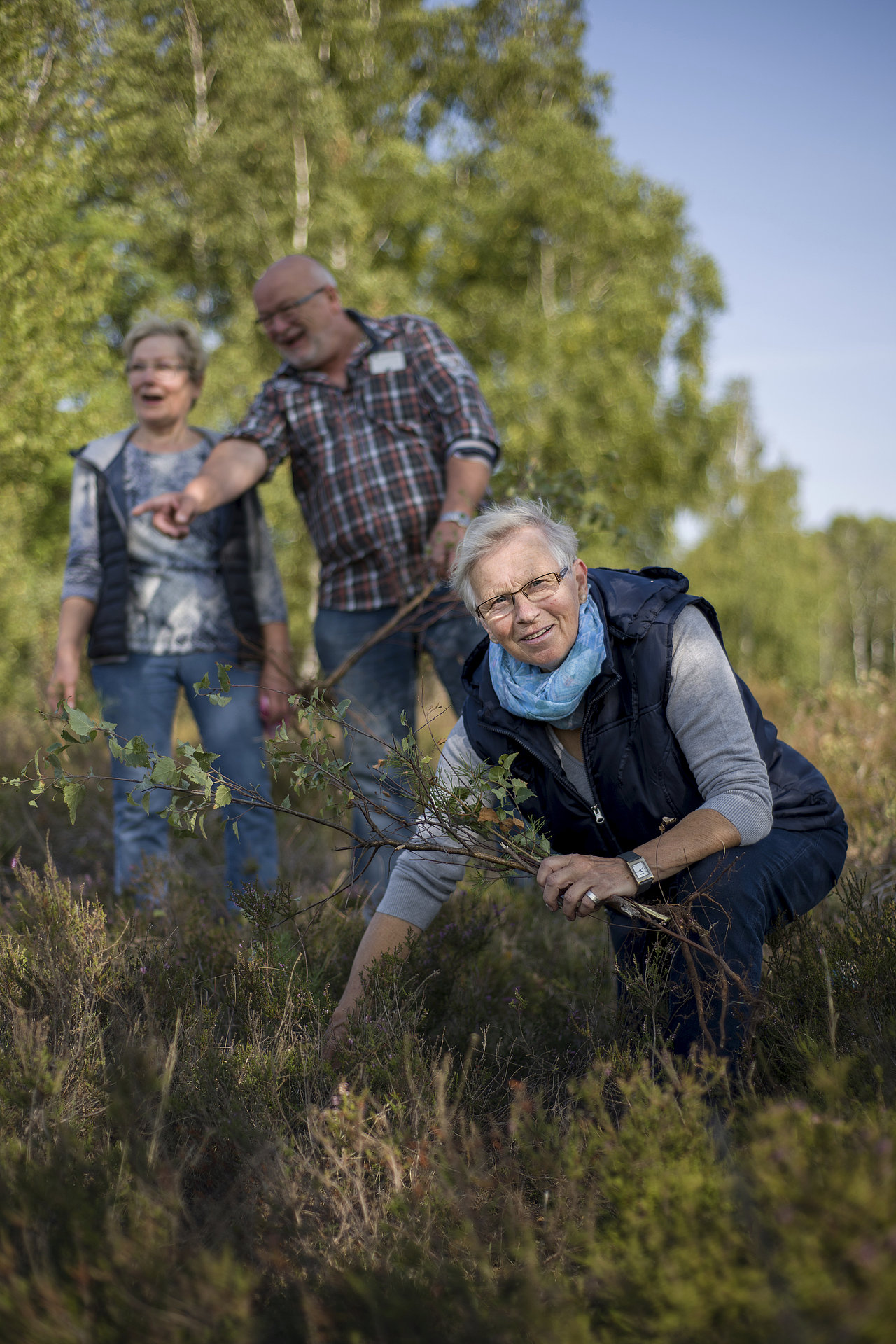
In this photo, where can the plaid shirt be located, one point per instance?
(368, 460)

━━━━━━━━━━━━━━━━

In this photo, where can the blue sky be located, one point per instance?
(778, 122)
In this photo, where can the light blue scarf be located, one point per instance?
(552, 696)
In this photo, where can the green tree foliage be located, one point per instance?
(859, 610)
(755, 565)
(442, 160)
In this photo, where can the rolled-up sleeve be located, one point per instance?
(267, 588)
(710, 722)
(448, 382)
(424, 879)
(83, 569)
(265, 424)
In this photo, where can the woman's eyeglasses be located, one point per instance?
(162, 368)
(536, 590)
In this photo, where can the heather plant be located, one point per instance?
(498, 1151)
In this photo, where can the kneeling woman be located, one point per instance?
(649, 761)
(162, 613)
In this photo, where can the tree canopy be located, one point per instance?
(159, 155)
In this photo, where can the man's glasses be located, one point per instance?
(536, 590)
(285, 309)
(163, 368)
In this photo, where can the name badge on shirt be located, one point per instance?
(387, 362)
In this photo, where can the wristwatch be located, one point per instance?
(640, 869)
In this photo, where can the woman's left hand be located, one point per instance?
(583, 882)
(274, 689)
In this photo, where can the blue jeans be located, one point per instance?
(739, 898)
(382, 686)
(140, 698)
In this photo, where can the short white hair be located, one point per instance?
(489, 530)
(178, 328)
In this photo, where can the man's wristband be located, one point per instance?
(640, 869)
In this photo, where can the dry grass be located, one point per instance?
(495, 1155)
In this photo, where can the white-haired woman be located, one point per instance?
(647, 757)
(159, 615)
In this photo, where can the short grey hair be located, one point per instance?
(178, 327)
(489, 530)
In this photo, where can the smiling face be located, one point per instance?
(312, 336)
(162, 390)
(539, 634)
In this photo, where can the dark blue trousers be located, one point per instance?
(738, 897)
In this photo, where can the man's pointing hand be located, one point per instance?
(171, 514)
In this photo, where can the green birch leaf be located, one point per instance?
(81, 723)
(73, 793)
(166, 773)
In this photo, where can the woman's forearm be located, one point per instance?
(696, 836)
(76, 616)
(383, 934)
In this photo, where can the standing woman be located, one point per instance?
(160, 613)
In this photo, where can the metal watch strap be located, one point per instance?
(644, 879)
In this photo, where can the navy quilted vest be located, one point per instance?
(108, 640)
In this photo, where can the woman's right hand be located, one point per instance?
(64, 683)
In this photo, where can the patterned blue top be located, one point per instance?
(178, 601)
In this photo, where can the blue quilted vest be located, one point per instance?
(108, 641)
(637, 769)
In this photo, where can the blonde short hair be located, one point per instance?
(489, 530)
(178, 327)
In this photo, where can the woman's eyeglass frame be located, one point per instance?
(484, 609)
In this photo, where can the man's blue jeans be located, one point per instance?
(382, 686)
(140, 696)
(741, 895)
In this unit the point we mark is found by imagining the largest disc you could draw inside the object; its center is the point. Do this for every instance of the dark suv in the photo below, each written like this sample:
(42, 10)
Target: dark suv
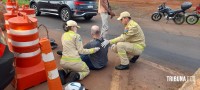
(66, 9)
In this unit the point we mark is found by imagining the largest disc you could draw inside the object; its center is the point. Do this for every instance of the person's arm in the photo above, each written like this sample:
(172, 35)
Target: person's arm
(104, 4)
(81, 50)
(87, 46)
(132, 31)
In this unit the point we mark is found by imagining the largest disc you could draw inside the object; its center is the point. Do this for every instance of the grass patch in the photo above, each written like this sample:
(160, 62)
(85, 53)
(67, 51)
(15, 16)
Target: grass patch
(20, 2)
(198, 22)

━━━━━━━━━━━━━━━━

- [What to work on]:
Wherever the word "sample" turns up in the records above, copy the line that holds it.

- [Answer section]:
In this unit the point we mark is found by imagining the largest disc you could draw inside the object; its center is the point. Do this for every instance of the dark suv in the photo below, each written like this sample:
In this unit the point we mark is found by imagining the largest disc you could draw inside the object; its center is the point. Do this for every instance of the person's arm in the photo above, each written like this sample:
In this unit the point we mark is found by imagining the largest disc you could draw inside the object; its center is the point. Do this for every instance of the grass patch in the photo above, each written like this sample:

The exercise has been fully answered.